- _Written request_:
Quote the lines below word for word, starting at the first line and ending at the line that contains "(1195, 415)", with both of those lines included.

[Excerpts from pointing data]

>> Start

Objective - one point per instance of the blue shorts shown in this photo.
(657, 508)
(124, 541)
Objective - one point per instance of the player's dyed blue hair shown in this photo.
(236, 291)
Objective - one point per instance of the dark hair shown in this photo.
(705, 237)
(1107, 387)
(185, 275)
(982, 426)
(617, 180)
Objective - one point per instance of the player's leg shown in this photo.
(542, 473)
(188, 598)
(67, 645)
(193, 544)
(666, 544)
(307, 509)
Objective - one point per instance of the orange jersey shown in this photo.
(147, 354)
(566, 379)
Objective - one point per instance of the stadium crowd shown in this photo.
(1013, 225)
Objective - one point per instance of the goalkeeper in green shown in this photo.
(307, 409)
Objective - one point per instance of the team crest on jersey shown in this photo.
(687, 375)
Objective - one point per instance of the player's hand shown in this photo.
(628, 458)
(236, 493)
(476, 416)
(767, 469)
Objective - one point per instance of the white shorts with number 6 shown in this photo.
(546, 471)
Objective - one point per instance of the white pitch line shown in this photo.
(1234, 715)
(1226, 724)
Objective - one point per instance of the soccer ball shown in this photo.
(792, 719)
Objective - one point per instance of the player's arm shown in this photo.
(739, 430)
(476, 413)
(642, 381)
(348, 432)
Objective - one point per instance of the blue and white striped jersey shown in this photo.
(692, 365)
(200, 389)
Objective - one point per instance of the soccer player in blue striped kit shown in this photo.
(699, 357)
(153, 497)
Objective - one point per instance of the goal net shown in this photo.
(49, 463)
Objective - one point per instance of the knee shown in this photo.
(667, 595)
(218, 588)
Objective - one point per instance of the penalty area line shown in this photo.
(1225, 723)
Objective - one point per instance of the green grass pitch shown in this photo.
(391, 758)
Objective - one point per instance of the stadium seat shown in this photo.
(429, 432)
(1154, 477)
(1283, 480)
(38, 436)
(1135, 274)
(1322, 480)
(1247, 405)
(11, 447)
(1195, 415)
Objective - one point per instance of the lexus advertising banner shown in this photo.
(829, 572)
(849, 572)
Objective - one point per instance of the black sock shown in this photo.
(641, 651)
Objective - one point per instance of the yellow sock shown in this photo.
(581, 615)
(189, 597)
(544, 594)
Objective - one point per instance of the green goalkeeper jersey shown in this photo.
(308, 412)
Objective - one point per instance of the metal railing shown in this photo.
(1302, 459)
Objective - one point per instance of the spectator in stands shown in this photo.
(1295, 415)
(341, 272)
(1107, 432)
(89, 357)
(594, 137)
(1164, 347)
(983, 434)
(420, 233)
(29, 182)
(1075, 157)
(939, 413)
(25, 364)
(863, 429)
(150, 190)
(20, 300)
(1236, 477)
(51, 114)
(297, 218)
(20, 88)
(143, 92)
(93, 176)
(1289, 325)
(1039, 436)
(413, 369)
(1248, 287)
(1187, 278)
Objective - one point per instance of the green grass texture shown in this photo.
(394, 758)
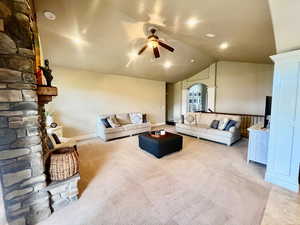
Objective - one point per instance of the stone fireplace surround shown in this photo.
(27, 198)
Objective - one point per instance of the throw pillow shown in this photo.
(136, 118)
(223, 123)
(50, 143)
(190, 119)
(112, 120)
(56, 139)
(230, 124)
(214, 124)
(105, 123)
(123, 118)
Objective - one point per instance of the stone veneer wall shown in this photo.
(21, 166)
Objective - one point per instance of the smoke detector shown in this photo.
(49, 15)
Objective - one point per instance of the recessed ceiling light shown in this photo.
(192, 22)
(133, 54)
(77, 40)
(167, 64)
(209, 35)
(224, 45)
(49, 15)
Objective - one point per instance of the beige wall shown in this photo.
(286, 22)
(243, 87)
(83, 95)
(234, 87)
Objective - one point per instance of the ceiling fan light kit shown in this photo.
(154, 43)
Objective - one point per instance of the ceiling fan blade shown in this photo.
(156, 52)
(166, 46)
(143, 49)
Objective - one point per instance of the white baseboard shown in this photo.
(157, 124)
(85, 137)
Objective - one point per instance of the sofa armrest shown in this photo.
(234, 130)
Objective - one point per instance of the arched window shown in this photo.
(197, 98)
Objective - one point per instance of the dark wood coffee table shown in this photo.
(162, 145)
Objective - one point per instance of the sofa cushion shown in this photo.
(207, 118)
(114, 130)
(105, 123)
(223, 123)
(136, 118)
(135, 126)
(230, 124)
(193, 127)
(190, 118)
(231, 117)
(217, 132)
(214, 124)
(123, 118)
(112, 120)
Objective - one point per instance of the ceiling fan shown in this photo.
(154, 42)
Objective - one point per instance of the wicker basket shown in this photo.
(63, 164)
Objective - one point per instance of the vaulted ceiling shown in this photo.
(101, 35)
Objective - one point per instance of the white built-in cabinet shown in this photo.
(284, 145)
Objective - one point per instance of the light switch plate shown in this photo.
(1, 25)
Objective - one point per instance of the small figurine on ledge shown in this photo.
(47, 72)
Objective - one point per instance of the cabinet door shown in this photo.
(281, 156)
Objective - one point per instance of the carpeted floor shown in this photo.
(204, 184)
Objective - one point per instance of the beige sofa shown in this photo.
(200, 127)
(127, 127)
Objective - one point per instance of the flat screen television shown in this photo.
(268, 110)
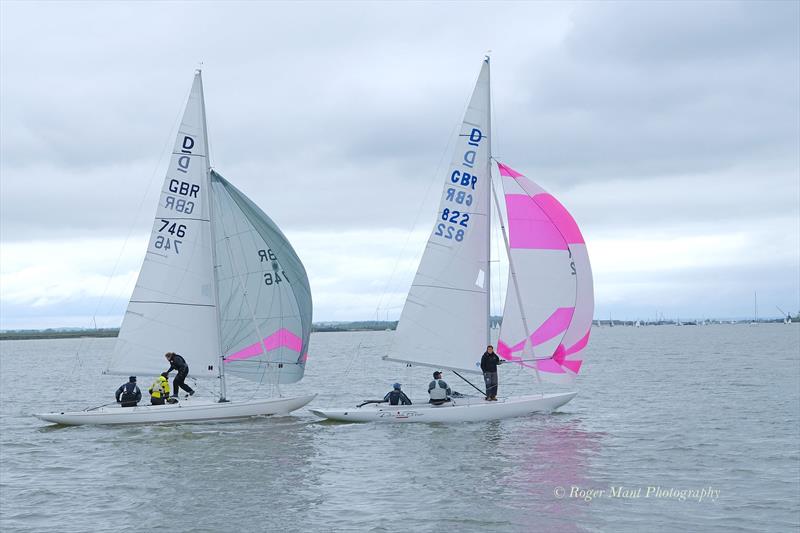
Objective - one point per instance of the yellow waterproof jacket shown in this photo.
(159, 388)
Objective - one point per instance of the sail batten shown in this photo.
(175, 288)
(265, 298)
(220, 284)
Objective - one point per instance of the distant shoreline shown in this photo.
(328, 327)
(30, 334)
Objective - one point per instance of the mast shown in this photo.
(489, 205)
(221, 364)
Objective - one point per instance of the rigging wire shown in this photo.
(165, 147)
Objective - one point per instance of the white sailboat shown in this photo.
(220, 284)
(445, 322)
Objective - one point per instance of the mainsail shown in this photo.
(552, 281)
(444, 322)
(220, 281)
(173, 304)
(264, 295)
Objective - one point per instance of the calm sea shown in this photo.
(693, 428)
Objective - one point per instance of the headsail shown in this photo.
(554, 281)
(444, 322)
(173, 306)
(264, 295)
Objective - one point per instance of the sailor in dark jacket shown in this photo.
(489, 363)
(176, 362)
(396, 396)
(128, 394)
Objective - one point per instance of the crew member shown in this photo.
(438, 390)
(159, 391)
(128, 394)
(489, 362)
(176, 362)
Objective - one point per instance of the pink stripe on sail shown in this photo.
(251, 351)
(282, 337)
(575, 366)
(548, 208)
(555, 324)
(506, 170)
(529, 227)
(561, 218)
(548, 365)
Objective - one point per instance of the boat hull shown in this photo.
(459, 410)
(189, 410)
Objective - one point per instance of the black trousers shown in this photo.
(490, 378)
(178, 383)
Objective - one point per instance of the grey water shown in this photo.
(693, 428)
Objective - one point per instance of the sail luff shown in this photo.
(557, 281)
(445, 320)
(215, 289)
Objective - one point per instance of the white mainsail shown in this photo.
(551, 278)
(444, 322)
(173, 304)
(264, 295)
(219, 281)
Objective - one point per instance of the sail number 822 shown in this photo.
(169, 242)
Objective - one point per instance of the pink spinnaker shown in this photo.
(553, 279)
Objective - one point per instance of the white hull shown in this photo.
(459, 410)
(190, 410)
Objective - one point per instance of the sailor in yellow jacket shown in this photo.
(159, 391)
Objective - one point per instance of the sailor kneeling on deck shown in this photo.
(128, 394)
(396, 396)
(438, 390)
(159, 391)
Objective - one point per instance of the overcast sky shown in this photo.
(671, 131)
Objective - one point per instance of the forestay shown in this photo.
(264, 295)
(173, 305)
(444, 322)
(553, 281)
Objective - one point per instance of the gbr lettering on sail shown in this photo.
(180, 198)
(459, 193)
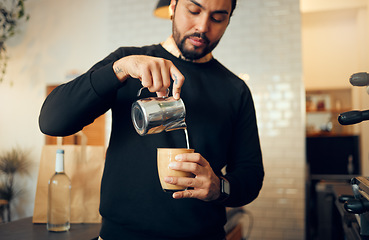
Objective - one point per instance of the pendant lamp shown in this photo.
(162, 9)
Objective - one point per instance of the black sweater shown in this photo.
(222, 127)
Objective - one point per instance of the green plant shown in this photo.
(13, 162)
(11, 12)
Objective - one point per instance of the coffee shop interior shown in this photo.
(297, 57)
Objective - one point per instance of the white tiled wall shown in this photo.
(263, 40)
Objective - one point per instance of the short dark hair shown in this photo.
(234, 3)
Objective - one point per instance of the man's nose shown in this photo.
(203, 24)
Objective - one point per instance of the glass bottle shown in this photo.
(58, 211)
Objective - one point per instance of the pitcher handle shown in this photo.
(140, 90)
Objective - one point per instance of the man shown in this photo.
(220, 117)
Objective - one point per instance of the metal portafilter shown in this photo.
(352, 117)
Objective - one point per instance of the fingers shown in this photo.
(178, 79)
(156, 74)
(192, 157)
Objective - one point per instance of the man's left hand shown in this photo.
(205, 186)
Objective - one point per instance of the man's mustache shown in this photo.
(199, 35)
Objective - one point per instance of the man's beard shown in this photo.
(192, 54)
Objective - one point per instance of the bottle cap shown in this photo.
(60, 151)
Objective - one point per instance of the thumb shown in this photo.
(178, 79)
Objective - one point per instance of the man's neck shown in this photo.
(171, 47)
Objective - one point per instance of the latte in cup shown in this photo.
(165, 156)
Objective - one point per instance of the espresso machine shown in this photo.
(358, 204)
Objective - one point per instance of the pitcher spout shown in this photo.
(176, 126)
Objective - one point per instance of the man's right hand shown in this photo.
(154, 73)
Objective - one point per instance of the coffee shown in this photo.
(165, 156)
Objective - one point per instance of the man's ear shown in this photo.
(172, 7)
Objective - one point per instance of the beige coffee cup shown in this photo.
(165, 156)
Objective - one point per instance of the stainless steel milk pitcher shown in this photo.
(156, 114)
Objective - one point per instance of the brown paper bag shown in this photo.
(84, 166)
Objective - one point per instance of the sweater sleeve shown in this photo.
(76, 104)
(245, 171)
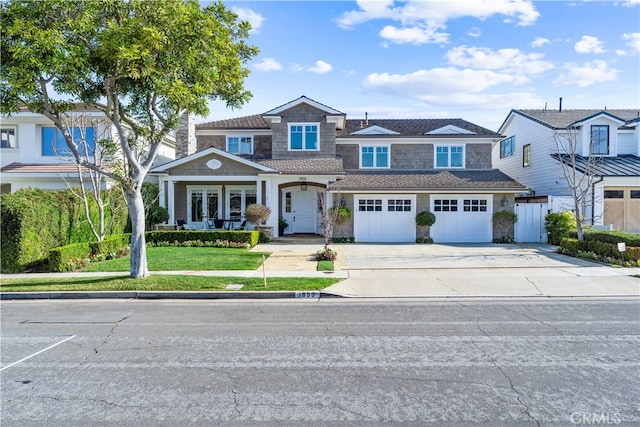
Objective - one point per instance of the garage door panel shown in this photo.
(384, 218)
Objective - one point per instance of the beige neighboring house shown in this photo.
(34, 154)
(384, 171)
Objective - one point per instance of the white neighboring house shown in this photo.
(529, 154)
(32, 151)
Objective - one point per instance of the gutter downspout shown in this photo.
(593, 200)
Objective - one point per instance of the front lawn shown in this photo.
(162, 282)
(181, 258)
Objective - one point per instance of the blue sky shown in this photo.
(471, 59)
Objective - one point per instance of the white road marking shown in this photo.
(37, 353)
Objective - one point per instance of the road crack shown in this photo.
(519, 396)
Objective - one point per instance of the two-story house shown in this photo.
(33, 152)
(384, 171)
(530, 154)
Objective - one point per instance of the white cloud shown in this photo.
(255, 19)
(474, 32)
(508, 60)
(589, 74)
(321, 67)
(439, 81)
(423, 21)
(589, 44)
(633, 40)
(539, 42)
(267, 64)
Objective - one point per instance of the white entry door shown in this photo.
(300, 210)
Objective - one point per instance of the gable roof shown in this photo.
(427, 180)
(555, 119)
(211, 150)
(319, 166)
(415, 127)
(622, 165)
(303, 100)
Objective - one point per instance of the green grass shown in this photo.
(181, 258)
(163, 283)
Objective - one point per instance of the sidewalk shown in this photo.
(423, 271)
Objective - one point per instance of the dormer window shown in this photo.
(449, 156)
(54, 144)
(304, 136)
(240, 144)
(600, 139)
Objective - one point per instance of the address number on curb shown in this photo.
(307, 294)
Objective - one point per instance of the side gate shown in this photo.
(530, 225)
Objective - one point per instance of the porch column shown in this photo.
(171, 201)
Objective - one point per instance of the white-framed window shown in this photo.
(8, 137)
(449, 156)
(238, 198)
(203, 202)
(508, 147)
(304, 136)
(240, 144)
(374, 156)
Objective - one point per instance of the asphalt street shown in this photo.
(338, 362)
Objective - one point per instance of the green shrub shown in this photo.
(425, 218)
(33, 221)
(69, 257)
(180, 236)
(558, 225)
(110, 245)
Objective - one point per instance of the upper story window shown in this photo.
(53, 143)
(600, 139)
(304, 136)
(374, 157)
(8, 138)
(507, 147)
(449, 156)
(240, 144)
(526, 155)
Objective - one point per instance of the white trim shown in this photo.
(375, 130)
(375, 166)
(435, 156)
(239, 137)
(450, 130)
(211, 150)
(303, 124)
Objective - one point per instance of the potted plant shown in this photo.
(282, 225)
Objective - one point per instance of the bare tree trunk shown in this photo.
(138, 266)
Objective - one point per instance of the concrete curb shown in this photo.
(152, 295)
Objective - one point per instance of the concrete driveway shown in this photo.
(453, 256)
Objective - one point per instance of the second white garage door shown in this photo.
(462, 219)
(385, 218)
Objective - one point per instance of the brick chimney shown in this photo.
(186, 143)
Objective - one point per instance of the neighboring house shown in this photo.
(384, 171)
(34, 153)
(530, 155)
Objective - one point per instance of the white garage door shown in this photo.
(385, 218)
(462, 219)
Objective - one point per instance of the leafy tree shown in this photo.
(143, 63)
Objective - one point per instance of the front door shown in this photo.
(300, 210)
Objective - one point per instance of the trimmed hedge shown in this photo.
(250, 237)
(572, 246)
(63, 257)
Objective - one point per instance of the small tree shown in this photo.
(580, 172)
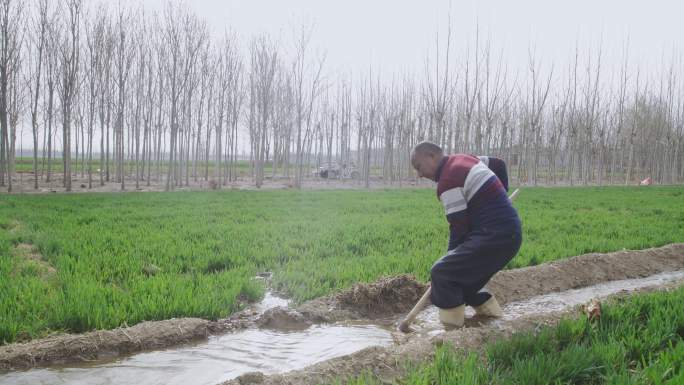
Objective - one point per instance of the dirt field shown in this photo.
(380, 302)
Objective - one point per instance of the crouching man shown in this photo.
(484, 227)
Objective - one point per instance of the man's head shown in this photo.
(425, 158)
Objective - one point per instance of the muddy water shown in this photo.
(225, 357)
(427, 321)
(219, 358)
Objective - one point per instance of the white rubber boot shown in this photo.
(490, 308)
(453, 317)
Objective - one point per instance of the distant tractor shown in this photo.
(334, 170)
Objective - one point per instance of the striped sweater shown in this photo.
(473, 192)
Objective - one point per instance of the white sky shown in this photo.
(395, 35)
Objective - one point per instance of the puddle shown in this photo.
(427, 322)
(558, 301)
(221, 358)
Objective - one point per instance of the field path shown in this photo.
(379, 302)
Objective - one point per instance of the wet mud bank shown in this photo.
(380, 303)
(389, 363)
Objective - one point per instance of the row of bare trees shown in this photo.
(143, 98)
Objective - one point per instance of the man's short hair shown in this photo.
(427, 148)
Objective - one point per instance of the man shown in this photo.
(485, 229)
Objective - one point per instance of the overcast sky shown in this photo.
(395, 35)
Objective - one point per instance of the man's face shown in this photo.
(426, 165)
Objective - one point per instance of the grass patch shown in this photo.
(639, 340)
(206, 246)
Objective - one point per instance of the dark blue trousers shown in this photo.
(459, 277)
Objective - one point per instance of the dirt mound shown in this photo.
(387, 297)
(387, 364)
(584, 270)
(107, 344)
(102, 344)
(383, 297)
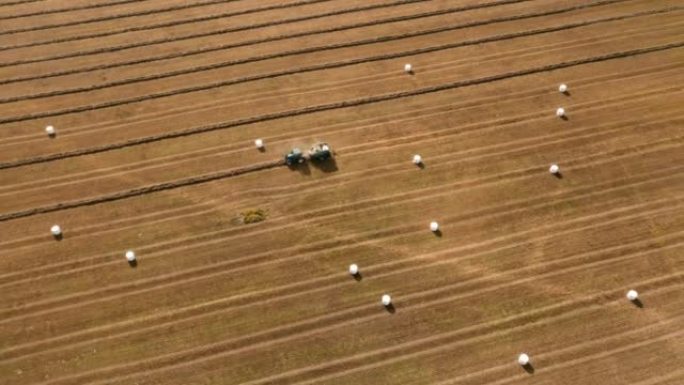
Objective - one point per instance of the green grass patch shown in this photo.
(253, 216)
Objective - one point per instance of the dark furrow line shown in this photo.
(119, 16)
(19, 2)
(187, 53)
(331, 106)
(141, 190)
(248, 43)
(294, 330)
(152, 26)
(328, 283)
(187, 275)
(317, 67)
(232, 29)
(62, 10)
(196, 69)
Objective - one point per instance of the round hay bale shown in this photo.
(632, 295)
(130, 256)
(56, 230)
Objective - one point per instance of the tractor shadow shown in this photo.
(327, 166)
(302, 168)
(529, 368)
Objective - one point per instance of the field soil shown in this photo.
(157, 103)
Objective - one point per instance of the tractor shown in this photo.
(320, 152)
(294, 157)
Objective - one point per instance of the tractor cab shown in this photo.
(294, 157)
(320, 152)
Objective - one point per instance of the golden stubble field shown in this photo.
(156, 106)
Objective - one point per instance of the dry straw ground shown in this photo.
(157, 103)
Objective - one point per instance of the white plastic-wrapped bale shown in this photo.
(632, 295)
(56, 230)
(130, 256)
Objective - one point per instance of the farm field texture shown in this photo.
(156, 105)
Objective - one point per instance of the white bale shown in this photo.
(130, 256)
(56, 230)
(632, 295)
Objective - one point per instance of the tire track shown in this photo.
(227, 30)
(331, 106)
(601, 354)
(234, 149)
(453, 342)
(333, 211)
(154, 117)
(63, 10)
(222, 349)
(161, 25)
(207, 207)
(332, 282)
(299, 51)
(142, 190)
(194, 4)
(125, 194)
(173, 279)
(566, 349)
(153, 59)
(18, 2)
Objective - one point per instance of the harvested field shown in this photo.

>> End

- _Written solution_:
Objective - one point per instance of the blue shorts shown in this photo.
(657, 508)
(124, 541)
Objective - one point per instance of the player's dyed blue hair shown in this photo.
(236, 291)
Objective - one point per instance of the dark hair shown in this photo.
(705, 237)
(1107, 387)
(185, 275)
(982, 426)
(617, 180)
Objective - one point per instance of the player's leg shown in this photo.
(542, 473)
(188, 598)
(67, 645)
(193, 544)
(666, 544)
(307, 509)
Objective - one point per instance of the orange jersey shown in this photo.
(147, 354)
(566, 379)
Objective - one point per instance of the stadium crowd shown in this photo.
(1013, 225)
Objective - one point per instance of the goalkeeper in green shown in this photo.
(307, 409)
Objective - one point per instance of the team crest on jersey shown in this photo.
(687, 375)
Objective - one point per instance of the player's hand shown in this photo.
(628, 458)
(236, 493)
(476, 416)
(767, 469)
Objective - one point per instance of the white shorts with number 6 shown in this photo.
(546, 471)
Objective - one point per instance of the white pitch line shown in this photo.
(1234, 715)
(1226, 724)
Objective - one point per instance of the soccer ball shown in this photo.
(792, 719)
Objective - one point per instance of the player's arm shown in this photo.
(739, 430)
(476, 413)
(642, 381)
(348, 432)
Objective - one point per instance of the blue and white striped jersey shown in this photo.
(692, 365)
(200, 389)
Objective - one point per instance of the soccer player in blue striped kit shown in this photo.
(699, 357)
(153, 497)
Objective - one point per instance of the goal net shown in this photo.
(49, 463)
Objective - one point per instance of the knee shown in this photo.
(667, 595)
(218, 588)
Objective - one point per instance of the penalty area line shown in this photo.
(1225, 723)
Objective - one point per instance of the green grass pitch shown in this photo.
(391, 758)
Objective - one point per instance of the stadium seat shown in this photo.
(429, 432)
(1154, 477)
(1283, 480)
(38, 436)
(1135, 274)
(1322, 480)
(1247, 405)
(11, 447)
(1195, 415)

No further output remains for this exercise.